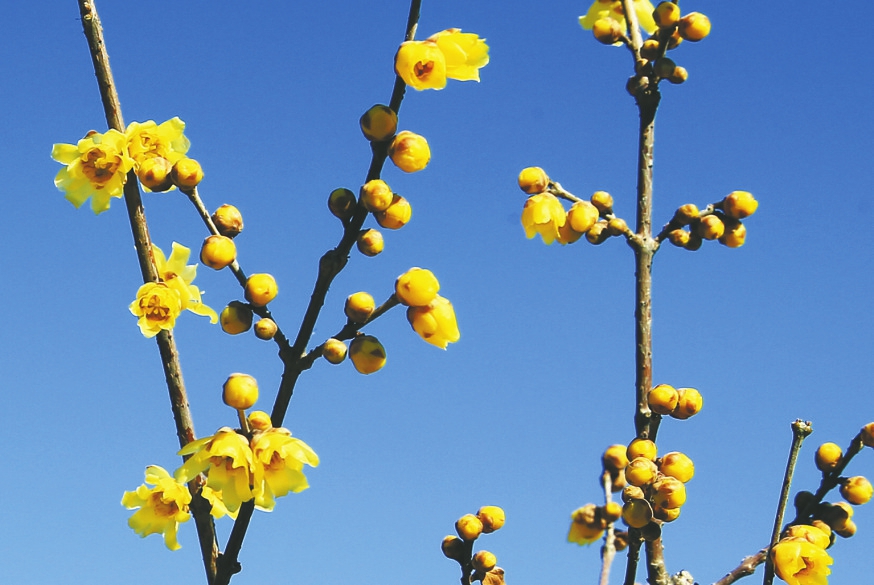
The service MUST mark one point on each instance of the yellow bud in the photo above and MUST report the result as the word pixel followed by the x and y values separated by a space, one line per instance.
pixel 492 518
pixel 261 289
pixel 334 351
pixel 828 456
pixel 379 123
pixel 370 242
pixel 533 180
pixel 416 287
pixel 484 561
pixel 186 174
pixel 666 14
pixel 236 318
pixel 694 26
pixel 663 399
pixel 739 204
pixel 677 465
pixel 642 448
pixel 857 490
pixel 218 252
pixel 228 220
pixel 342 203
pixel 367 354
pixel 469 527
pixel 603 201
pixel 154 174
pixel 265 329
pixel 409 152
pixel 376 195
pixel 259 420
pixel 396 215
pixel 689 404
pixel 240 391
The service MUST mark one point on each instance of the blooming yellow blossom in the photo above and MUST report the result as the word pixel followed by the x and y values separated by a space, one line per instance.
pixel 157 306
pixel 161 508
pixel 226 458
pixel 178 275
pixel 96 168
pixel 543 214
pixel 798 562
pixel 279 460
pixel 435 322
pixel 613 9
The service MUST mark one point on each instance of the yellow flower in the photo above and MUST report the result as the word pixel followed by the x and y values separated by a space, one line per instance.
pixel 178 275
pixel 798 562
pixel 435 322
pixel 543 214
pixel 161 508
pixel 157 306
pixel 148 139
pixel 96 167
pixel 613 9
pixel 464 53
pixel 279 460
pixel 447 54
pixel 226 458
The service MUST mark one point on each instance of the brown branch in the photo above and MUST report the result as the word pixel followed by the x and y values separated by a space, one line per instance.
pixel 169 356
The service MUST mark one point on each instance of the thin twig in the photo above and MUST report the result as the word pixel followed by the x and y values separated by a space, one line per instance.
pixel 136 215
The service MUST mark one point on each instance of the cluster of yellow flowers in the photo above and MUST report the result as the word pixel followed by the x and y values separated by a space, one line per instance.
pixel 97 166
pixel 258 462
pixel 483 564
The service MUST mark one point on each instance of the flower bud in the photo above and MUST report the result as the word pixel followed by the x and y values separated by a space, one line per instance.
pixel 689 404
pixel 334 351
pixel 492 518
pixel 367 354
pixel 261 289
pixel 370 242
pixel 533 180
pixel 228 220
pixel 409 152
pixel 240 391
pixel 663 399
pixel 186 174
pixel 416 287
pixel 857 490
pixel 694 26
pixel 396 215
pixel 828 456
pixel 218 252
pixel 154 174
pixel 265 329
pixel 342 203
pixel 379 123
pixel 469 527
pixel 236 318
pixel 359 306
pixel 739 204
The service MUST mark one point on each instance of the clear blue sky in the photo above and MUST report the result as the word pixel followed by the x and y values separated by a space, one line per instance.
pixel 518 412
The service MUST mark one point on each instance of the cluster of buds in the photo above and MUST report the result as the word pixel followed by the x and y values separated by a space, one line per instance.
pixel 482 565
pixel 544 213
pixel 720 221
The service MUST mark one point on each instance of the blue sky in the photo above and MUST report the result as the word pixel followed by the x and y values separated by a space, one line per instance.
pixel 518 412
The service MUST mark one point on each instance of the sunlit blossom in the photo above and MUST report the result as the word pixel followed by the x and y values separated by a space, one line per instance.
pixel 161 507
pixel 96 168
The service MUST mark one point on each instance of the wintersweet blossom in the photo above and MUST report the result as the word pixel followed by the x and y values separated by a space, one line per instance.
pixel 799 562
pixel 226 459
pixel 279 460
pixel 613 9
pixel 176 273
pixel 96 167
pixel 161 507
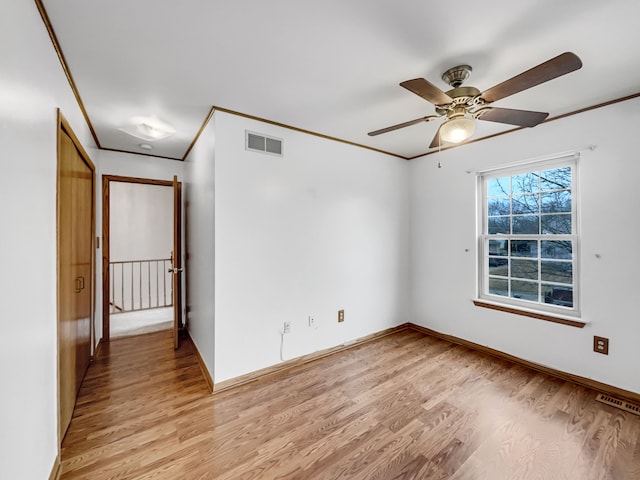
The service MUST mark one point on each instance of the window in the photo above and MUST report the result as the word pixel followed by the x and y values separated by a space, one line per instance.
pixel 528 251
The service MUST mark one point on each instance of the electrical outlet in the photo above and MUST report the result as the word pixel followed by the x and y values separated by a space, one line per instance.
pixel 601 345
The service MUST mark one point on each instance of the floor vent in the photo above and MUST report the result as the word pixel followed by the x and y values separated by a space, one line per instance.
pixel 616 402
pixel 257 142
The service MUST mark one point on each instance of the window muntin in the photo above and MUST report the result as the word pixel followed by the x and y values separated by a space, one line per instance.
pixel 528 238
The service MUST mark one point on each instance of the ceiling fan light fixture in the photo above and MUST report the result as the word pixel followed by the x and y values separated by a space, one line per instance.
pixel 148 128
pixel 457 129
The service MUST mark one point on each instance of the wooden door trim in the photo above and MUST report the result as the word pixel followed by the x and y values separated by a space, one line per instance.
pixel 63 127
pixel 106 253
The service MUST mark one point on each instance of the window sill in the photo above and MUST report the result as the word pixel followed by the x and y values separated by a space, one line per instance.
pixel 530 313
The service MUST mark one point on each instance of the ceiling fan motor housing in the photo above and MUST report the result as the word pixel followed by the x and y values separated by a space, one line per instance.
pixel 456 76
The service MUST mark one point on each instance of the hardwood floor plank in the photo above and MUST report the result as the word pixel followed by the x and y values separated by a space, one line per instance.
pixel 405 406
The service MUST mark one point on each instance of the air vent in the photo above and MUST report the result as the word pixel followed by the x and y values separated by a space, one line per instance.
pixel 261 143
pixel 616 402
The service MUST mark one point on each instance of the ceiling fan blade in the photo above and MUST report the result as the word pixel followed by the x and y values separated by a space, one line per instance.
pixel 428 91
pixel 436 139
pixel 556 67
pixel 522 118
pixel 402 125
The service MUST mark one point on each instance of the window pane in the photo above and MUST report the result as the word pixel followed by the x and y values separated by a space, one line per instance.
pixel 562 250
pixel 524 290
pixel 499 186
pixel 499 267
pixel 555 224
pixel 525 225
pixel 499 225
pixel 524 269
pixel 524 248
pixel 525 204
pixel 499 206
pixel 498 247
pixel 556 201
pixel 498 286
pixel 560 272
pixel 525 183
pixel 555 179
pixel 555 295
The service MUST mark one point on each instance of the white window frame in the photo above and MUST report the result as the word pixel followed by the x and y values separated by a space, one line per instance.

───

#### Exercise details
What the answer needs is every record above, exactly as written, and no pictures.

#### Solution to this problem
The service MUST mark one point on each instance of the yellow bud in the photo above and MUST report the result as the word pixel followed by the x and y values separated by a space, one line per instance.
pixel 492 518
pixel 261 289
pixel 334 351
pixel 828 456
pixel 379 123
pixel 370 242
pixel 533 180
pixel 416 287
pixel 484 561
pixel 186 174
pixel 666 14
pixel 236 318
pixel 694 26
pixel 663 399
pixel 739 204
pixel 677 465
pixel 642 448
pixel 857 490
pixel 218 252
pixel 228 220
pixel 342 203
pixel 367 354
pixel 469 527
pixel 603 201
pixel 154 174
pixel 265 329
pixel 409 152
pixel 376 195
pixel 259 420
pixel 396 215
pixel 689 404
pixel 240 391
The service MUST mark one point on each instance of the blooming yellow blossom in the photo above and MUST report the result as the word pixel followed by the x and y values separated by a space, one line per instance.
pixel 157 306
pixel 161 508
pixel 226 458
pixel 178 275
pixel 96 168
pixel 543 214
pixel 798 562
pixel 279 460
pixel 435 322
pixel 613 9
The service MUST mark one point on each instance of the yellow flower in the photo above and MUST report the result as the word pixel followed by the x and y values separated by a space, one line per instance.
pixel 178 275
pixel 798 562
pixel 435 322
pixel 543 214
pixel 161 508
pixel 157 306
pixel 148 139
pixel 96 167
pixel 613 9
pixel 464 53
pixel 279 460
pixel 447 54
pixel 226 458
The service MUST mark one point on each instance of the brown branch in the photo above and MUST report the result as the word pixel followed by the x and y values separated by a space, one line per instance.
pixel 169 356
The service MUST mark one point on each instance of the thin twig in the photo above and MUST report the result as the word pixel followed by the x and y values separated by a space, one line per instance.
pixel 136 215
The service MUST mark one point on each instance of the cluster of yellow flowers in the photo above and MUST report the result as the word pixel followed by the x and y values separated by a space, one line per instance.
pixel 97 166
pixel 258 462
pixel 483 564
The service MUST mark one point on each instance of the flower bud in the photo above and MUST report the result as the word pixel followed by the x and y values separated by a space, one line per instance.
pixel 689 404
pixel 334 351
pixel 492 518
pixel 367 354
pixel 261 289
pixel 370 242
pixel 533 180
pixel 228 220
pixel 409 152
pixel 240 391
pixel 663 399
pixel 186 174
pixel 416 287
pixel 857 490
pixel 694 26
pixel 396 215
pixel 828 456
pixel 218 252
pixel 154 174
pixel 265 329
pixel 342 203
pixel 379 123
pixel 469 527
pixel 236 318
pixel 359 306
pixel 739 204
The service MUST mark one point on each instance of the clear blue sky in the photo above and MUST report the result as the word pixel followed by the x and y values separated by a space, one line per instance.
pixel 518 412
The service MUST mark one point on each instance of the cluster of buds in the photo above and MUST report the result as the word pixel followed by the x and y values separated by a space, one line per instance.
pixel 482 565
pixel 544 213
pixel 720 221
The service MUST mark one point on each instance of the blue sky in the photo above and MUST report the result as the word pixel followed by the x and y values separated by a space, one line per instance.
pixel 518 412
The service MUST mark one point on each instance of the sunlit blossom in the photo above and MUST report the result as the word pixel followed by the x and y values separated by a space, one line per instance.
pixel 161 507
pixel 96 168
The service MUST mark one point on each instance of the wintersweet blossom in the photo above and MUST report the result as the word pixel followed by the x and y values separated by a space, one line per instance.
pixel 799 562
pixel 226 459
pixel 279 460
pixel 613 9
pixel 176 273
pixel 96 167
pixel 161 507
The service MUST mark one point on each instance of the window in the photo above and MUST report the result as the word pixel followed by the x and y values separated by a space, one line per instance.
pixel 528 251
The service MUST mark one point on each instance of the electrical outlet in the photo above and MUST report the result as the word pixel followed by the x and y values separated by a space, one line per instance.
pixel 601 345
The service MUST mark one point on each instance of the floor vent in the photo above and MUST report the result as the word pixel followed by the x and y values separated by a space, one line per instance.
pixel 616 402
pixel 257 142
The service MUST mark one point on each instance of the window muntin in the photo above and MUST report the result as the word pixel followed by the x and y values separated by a space, one line per instance.
pixel 528 238
The service MUST mark one point on each instance of the ceiling fan light fixture in the photo above and MUST report the result as the word pixel followed by the x and y values separated by a space, one line per instance.
pixel 148 128
pixel 457 129
The service MUST mark one point on each instance of the wooden door trim in the photo above and MUST report the result as the word pixel followed by the x and y values separated by a space, one line per instance.
pixel 63 127
pixel 106 253
The service MUST mark one point on each instance of the window sill in the photo above and MUST report the result as the word pixel followed by the x and y values separated by a space, one line per instance.
pixel 530 313
The service MUST mark one point on each instance of the ceiling fan motor housing in the photo above and MUST report the result as the word pixel followed by the x and y values separated by a space, one line per instance.
pixel 456 76
The service MUST mark one point on each instance of the hardwood floor plank in the photo above and MUST report the result as the word pixel followed by the x and y values separated by a space, one line per instance.
pixel 405 406
The service MUST mark one point on each instance of the air vent in the photo above and MUST report the result as the word pixel followed by the x and y values separated by a space, one line per instance.
pixel 261 143
pixel 616 402
The service MUST mark one point on each instance of the ceiling fan blade in the photo above and MUST report the result as the word pixel followed by the x and y values separated by a space, one line per instance.
pixel 428 91
pixel 436 139
pixel 556 67
pixel 522 118
pixel 402 125
The service MUST mark one point on each instance of the window pane in the photo above and MUST report the result as the word pixel followed by the x and y values separated by a space, one line per instance.
pixel 562 250
pixel 524 290
pixel 499 186
pixel 499 267
pixel 555 224
pixel 525 225
pixel 499 225
pixel 524 269
pixel 524 248
pixel 525 204
pixel 499 206
pixel 498 247
pixel 556 201
pixel 498 286
pixel 560 272
pixel 525 183
pixel 555 179
pixel 555 295
The service MUST mark one point on each instance of the white window frame in the photo above and MUST report the result as the word pixel followed by the x and y values separated by a space, one line per instance.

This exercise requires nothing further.